- Excerpted records -
[START]

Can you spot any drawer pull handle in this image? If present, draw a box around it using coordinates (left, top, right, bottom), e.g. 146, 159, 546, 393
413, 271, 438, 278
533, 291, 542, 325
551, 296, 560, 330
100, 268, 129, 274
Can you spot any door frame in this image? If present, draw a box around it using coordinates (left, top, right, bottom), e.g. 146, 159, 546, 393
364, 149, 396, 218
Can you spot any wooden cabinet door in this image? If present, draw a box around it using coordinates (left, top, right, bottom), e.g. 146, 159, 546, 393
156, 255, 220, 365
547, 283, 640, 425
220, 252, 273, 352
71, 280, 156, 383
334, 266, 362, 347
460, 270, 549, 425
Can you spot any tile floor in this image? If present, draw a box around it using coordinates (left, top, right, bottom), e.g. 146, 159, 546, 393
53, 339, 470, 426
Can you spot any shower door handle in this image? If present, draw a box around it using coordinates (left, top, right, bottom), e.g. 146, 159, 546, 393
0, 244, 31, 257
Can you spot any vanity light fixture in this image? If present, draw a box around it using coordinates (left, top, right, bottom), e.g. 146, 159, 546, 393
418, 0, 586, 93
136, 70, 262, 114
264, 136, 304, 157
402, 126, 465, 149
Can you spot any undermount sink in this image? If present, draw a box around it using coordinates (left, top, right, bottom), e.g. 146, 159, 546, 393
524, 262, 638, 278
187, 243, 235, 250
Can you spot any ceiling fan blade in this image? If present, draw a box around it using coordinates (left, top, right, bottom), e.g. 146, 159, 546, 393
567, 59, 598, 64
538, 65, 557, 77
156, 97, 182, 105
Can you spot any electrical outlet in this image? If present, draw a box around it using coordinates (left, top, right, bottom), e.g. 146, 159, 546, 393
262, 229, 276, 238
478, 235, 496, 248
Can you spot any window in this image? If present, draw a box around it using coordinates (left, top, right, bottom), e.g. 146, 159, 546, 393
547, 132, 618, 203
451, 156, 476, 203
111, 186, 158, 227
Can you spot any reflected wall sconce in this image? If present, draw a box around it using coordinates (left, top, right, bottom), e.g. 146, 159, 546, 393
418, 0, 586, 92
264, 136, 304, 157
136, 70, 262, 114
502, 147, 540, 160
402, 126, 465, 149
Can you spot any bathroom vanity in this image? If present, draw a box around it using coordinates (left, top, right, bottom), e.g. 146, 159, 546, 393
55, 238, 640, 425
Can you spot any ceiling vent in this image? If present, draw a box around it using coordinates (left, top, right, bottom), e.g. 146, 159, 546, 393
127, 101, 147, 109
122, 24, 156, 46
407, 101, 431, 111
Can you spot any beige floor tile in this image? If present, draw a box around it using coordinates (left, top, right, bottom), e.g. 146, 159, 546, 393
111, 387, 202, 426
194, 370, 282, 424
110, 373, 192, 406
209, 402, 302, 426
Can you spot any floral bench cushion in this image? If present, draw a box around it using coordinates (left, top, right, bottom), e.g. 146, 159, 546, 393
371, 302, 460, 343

[END]
[START]

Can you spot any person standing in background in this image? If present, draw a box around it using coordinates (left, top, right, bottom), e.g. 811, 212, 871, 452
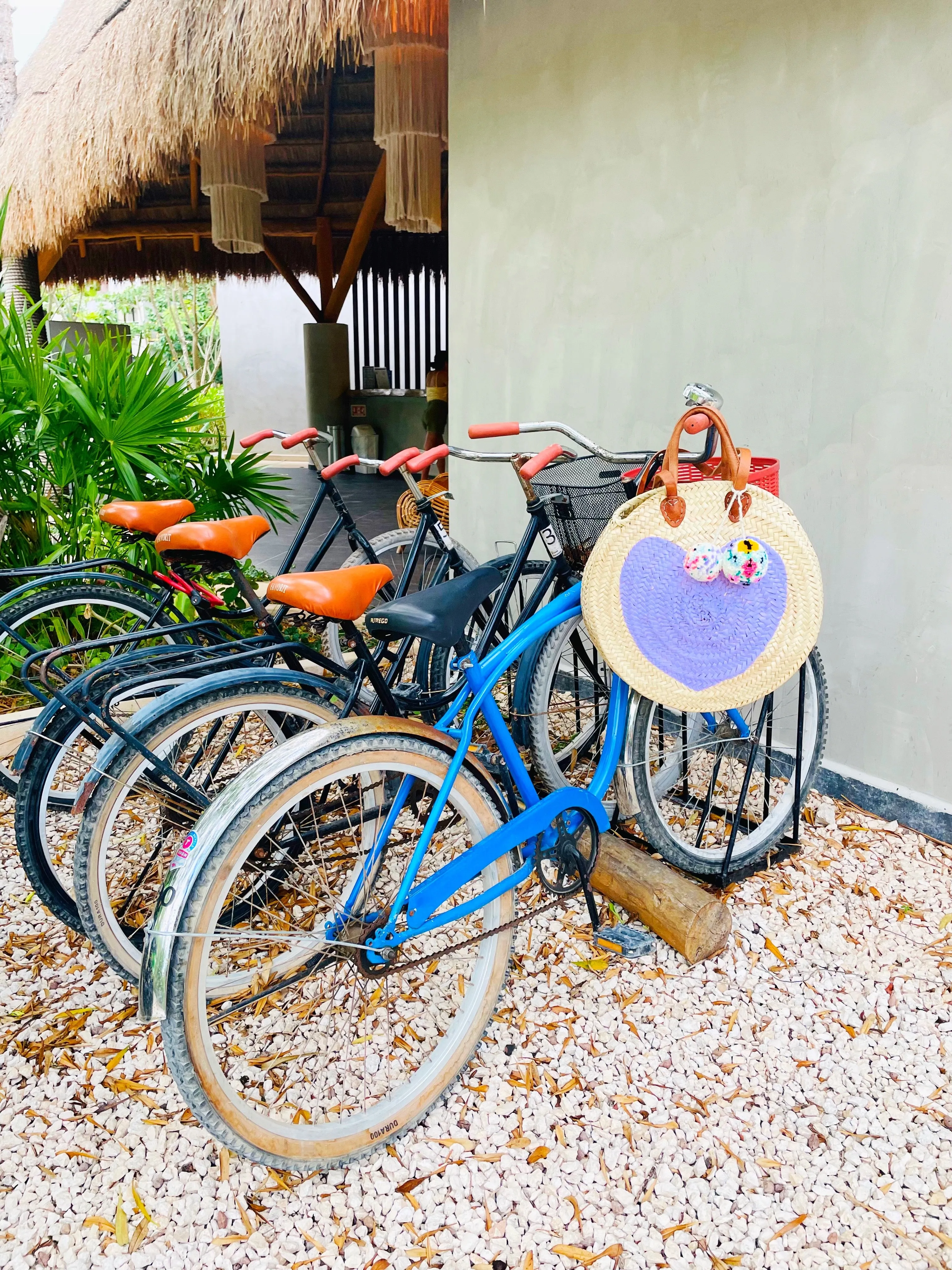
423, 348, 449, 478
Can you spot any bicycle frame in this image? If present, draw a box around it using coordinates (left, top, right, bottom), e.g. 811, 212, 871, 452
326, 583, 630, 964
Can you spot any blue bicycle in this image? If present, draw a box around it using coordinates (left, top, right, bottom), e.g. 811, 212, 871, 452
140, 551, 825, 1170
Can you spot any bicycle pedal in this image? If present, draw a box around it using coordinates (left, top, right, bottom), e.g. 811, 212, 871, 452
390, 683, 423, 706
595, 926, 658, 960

[END]

- Exercise objective -
Retype everything in the listing from the line containing "Can you spot any window" down to the line containing "55, 238, 640, 425", including both of those lines.

- Full response -
Can you spot any window in this image? If present, draw a box around it using coordinates (left, top, right, bottom), e.g. 146, 159, 546, 393
547, 132, 618, 203
451, 156, 476, 203
111, 186, 158, 227
Can you spot any reflected wall sconce in this image? If present, draw a box around it using coordinates (left, top, right, bottom), e.g. 146, 159, 546, 393
418, 0, 586, 92
264, 136, 304, 157
136, 70, 262, 114
502, 147, 540, 160
402, 126, 465, 149
Can you spot any bathroom vanity in this image? If present, draw a box around it using coordinates (left, top, right, bottom), e.g. 146, 159, 546, 393
55, 238, 640, 425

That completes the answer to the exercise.